----- Passage shown -----

In the weeks leading up to this year’s 9/11 anniversary, I began reading Dennis Smith's Report from Ground Zero. I bought my copy when it was first released in 2002 but was only able to read about a third of it. The writing was quite good, but the devastating memories were still too fresh, too painful.
When I visited Ground Zero in May 2004, I discovered that two years and eight months still wasn't enough time to truly process the horrific events of that September day. With no connections to New York City, I wept for the thousands of strangers who were lost, the emergency responders who died trying to save others, and the family, friends, and co-workers who had to carry on in the aftermath.
Fifteen years later, I finally felt I could finish Smith's account of the day the towers fell, the painstaking recovery efforts that followed, and the memories of 343 firefighters who never came home. It still hurt, but it also brought a sense of closure after so many years of avoiding the discomfort. Smith's book is an honest and moving tribute that should be read by anyone who has ever been, or who aspires to be, a firefighter.

-----

**Exercise objective**
Please state the month and year of the writer's visit to Ground Zero, according to the passage about reading Report from Ground Zero.

----- Entries shown -----

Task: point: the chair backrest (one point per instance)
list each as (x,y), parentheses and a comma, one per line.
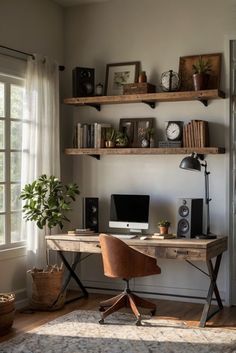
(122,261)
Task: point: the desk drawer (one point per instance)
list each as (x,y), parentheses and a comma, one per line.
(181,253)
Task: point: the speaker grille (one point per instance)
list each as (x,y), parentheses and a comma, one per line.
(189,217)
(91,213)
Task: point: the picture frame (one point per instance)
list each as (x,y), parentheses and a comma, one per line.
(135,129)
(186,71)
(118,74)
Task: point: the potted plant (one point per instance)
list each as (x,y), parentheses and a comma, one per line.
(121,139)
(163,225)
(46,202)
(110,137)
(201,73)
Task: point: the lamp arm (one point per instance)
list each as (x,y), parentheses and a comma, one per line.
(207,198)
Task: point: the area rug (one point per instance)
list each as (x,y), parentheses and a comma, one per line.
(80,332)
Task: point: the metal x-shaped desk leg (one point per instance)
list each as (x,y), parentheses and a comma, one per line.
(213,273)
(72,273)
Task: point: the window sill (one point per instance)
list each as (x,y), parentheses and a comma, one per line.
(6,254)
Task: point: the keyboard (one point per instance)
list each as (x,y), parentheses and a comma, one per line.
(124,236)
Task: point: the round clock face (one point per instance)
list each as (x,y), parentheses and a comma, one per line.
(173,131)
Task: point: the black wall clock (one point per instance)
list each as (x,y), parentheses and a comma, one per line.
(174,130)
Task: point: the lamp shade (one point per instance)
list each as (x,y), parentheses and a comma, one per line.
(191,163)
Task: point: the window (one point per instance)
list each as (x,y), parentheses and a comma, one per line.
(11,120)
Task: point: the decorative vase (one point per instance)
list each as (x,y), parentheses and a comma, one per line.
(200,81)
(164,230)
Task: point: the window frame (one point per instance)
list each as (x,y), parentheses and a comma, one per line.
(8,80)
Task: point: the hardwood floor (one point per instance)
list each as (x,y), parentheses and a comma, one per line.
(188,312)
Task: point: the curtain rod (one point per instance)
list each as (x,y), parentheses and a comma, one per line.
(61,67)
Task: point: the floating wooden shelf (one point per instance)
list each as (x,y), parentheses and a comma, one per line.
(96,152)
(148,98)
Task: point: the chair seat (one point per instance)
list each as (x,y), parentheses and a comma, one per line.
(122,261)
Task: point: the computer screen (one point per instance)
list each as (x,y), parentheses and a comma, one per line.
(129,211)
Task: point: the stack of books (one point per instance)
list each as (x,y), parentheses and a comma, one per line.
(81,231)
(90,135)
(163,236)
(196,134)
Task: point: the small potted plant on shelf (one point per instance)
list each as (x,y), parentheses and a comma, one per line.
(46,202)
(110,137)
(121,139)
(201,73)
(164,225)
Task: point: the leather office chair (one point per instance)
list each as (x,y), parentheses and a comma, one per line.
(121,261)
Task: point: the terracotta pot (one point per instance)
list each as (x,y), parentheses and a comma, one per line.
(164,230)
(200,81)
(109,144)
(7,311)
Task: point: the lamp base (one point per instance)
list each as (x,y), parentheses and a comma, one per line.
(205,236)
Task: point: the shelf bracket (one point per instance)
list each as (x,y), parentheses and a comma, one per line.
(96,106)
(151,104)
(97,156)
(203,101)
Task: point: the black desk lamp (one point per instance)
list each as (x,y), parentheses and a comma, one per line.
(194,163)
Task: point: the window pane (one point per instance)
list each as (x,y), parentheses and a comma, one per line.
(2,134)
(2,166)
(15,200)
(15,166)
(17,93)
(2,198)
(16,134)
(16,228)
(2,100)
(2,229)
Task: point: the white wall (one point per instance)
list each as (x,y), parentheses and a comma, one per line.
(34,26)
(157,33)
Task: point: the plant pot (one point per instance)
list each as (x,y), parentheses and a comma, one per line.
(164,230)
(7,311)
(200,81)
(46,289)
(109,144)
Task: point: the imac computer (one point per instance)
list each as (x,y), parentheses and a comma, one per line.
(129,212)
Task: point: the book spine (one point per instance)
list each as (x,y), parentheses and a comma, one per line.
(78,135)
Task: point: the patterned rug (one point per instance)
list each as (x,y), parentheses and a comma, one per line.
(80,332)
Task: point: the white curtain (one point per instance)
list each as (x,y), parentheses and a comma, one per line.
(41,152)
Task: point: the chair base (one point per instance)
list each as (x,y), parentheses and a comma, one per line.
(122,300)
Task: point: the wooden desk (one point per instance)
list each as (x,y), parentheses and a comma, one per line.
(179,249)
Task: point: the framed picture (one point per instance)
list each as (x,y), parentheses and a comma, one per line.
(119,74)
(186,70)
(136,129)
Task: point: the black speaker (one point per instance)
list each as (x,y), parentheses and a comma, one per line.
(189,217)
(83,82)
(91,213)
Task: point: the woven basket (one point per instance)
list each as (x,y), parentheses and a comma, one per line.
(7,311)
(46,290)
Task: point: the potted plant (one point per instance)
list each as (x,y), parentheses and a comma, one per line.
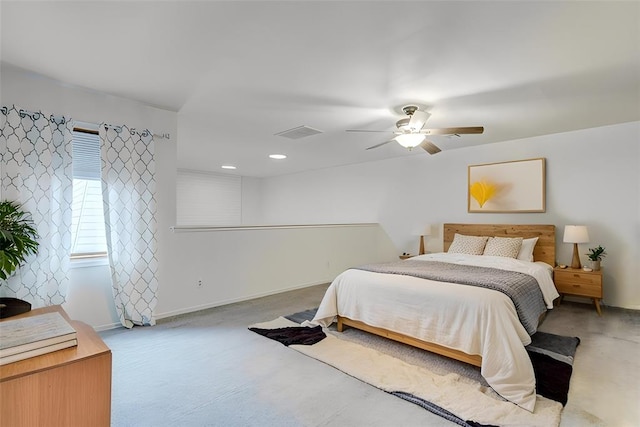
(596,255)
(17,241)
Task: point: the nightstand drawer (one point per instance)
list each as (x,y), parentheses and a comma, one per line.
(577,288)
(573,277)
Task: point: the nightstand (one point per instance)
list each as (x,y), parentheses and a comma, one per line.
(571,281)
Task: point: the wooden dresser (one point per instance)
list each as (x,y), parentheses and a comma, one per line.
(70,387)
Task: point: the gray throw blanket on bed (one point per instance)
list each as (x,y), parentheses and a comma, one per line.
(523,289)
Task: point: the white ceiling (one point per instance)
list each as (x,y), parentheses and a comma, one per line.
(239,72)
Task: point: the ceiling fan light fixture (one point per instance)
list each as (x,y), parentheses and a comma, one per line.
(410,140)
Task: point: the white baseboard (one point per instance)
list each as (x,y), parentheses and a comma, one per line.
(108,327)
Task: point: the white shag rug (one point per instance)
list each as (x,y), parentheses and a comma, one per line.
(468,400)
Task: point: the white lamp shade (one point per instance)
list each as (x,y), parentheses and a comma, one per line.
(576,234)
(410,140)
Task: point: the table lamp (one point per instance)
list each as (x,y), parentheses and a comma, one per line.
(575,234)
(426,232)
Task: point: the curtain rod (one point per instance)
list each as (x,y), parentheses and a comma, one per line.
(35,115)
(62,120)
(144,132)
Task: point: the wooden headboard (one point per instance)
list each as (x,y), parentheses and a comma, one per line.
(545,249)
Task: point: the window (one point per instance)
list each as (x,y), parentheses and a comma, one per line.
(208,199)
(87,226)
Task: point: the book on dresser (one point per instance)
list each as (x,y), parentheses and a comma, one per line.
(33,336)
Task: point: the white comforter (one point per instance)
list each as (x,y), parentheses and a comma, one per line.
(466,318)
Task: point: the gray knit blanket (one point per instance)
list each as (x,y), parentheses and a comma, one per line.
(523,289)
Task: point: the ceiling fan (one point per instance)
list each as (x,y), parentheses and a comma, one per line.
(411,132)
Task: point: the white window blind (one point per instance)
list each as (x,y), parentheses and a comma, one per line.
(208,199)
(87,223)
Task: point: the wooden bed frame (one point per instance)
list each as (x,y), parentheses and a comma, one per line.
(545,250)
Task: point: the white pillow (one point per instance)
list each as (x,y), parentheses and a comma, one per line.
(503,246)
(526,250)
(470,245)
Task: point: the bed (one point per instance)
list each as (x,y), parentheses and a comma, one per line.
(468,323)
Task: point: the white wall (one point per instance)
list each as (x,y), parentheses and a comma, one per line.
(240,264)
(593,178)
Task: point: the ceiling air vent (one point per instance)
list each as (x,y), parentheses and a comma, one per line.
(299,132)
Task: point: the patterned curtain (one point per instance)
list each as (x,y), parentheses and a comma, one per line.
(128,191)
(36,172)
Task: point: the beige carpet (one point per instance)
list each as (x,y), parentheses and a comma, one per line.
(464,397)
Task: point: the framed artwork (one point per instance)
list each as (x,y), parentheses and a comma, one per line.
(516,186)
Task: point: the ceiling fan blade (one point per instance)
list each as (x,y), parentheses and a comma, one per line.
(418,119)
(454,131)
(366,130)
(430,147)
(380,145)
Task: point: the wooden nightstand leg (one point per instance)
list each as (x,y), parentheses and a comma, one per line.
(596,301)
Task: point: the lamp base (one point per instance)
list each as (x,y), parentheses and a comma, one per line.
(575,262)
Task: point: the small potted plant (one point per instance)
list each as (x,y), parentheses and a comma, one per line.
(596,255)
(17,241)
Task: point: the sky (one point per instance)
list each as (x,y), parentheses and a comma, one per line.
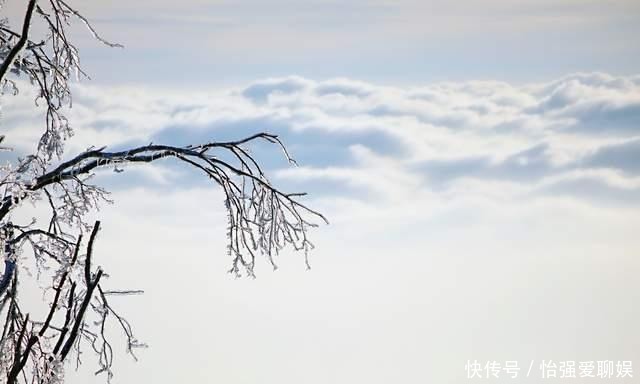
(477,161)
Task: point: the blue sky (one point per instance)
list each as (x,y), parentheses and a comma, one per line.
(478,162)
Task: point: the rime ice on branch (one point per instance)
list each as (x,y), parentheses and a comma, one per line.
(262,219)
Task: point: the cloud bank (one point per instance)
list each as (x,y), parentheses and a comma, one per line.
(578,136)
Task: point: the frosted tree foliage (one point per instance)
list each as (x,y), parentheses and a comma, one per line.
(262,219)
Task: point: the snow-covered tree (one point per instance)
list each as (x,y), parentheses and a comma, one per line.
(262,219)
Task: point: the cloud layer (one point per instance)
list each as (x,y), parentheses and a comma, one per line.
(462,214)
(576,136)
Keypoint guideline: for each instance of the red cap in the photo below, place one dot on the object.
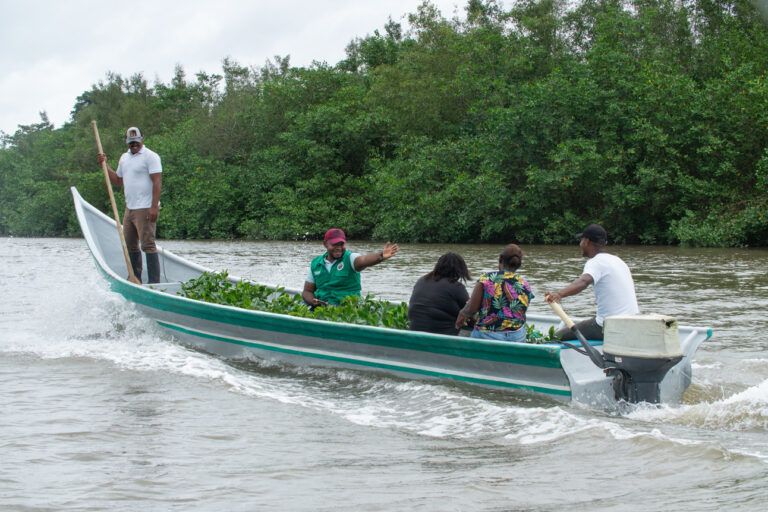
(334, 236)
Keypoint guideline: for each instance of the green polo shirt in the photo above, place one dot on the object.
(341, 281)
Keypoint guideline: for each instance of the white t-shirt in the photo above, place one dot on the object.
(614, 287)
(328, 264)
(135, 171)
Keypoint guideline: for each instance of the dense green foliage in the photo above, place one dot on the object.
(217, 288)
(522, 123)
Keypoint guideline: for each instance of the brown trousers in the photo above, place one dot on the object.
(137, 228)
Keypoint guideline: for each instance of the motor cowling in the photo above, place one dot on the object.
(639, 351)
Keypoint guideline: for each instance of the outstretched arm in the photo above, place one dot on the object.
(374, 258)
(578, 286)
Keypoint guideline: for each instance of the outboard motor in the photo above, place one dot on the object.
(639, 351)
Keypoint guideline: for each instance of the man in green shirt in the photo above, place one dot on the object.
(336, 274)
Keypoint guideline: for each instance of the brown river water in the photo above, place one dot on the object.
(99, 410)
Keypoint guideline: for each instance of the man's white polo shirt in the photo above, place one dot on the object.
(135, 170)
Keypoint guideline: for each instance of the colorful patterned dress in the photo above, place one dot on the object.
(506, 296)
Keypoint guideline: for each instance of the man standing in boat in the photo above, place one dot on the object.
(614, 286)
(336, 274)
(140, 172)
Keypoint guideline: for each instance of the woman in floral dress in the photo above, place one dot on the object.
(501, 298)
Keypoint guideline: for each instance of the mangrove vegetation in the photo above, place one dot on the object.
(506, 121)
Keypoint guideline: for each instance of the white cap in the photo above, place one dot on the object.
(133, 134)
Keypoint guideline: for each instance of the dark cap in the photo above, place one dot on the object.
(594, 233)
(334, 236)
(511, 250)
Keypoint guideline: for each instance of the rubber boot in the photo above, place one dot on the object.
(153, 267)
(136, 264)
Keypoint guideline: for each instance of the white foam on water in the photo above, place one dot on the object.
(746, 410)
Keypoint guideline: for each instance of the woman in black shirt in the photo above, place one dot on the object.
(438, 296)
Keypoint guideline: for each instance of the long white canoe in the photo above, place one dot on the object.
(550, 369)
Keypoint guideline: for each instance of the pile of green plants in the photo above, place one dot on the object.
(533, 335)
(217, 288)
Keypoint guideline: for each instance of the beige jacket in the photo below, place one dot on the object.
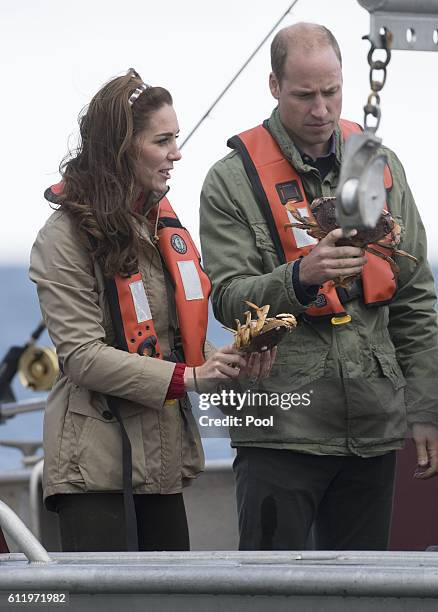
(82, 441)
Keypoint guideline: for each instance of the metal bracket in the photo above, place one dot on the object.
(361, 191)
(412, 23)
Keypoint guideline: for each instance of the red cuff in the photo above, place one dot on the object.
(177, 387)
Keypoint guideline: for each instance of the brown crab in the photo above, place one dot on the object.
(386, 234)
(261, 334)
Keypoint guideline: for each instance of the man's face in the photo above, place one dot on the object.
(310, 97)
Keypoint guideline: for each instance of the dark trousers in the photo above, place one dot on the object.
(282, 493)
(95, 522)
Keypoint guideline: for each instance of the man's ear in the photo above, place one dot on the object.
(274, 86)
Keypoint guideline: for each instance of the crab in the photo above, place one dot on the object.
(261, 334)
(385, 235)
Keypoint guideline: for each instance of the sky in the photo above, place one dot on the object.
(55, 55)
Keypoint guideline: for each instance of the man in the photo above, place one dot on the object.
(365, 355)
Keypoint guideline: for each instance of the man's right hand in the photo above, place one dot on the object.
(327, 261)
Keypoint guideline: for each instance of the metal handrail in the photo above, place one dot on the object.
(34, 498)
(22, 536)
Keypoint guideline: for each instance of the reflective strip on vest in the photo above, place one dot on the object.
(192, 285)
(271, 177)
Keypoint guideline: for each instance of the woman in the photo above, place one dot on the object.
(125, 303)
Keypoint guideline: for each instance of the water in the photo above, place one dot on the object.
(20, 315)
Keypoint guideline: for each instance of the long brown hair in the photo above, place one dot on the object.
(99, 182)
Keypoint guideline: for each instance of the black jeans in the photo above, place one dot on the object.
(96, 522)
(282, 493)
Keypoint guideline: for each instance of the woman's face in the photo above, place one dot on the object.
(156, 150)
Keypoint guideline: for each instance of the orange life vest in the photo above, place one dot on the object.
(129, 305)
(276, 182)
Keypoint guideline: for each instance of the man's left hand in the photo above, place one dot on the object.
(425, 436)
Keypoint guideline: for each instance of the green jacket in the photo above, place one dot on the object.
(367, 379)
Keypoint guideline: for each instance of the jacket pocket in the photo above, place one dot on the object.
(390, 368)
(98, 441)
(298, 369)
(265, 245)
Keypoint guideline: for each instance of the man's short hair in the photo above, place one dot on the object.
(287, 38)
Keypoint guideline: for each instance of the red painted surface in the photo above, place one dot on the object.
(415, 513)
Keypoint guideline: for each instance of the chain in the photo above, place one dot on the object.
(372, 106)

-----

**Written response**
May 2004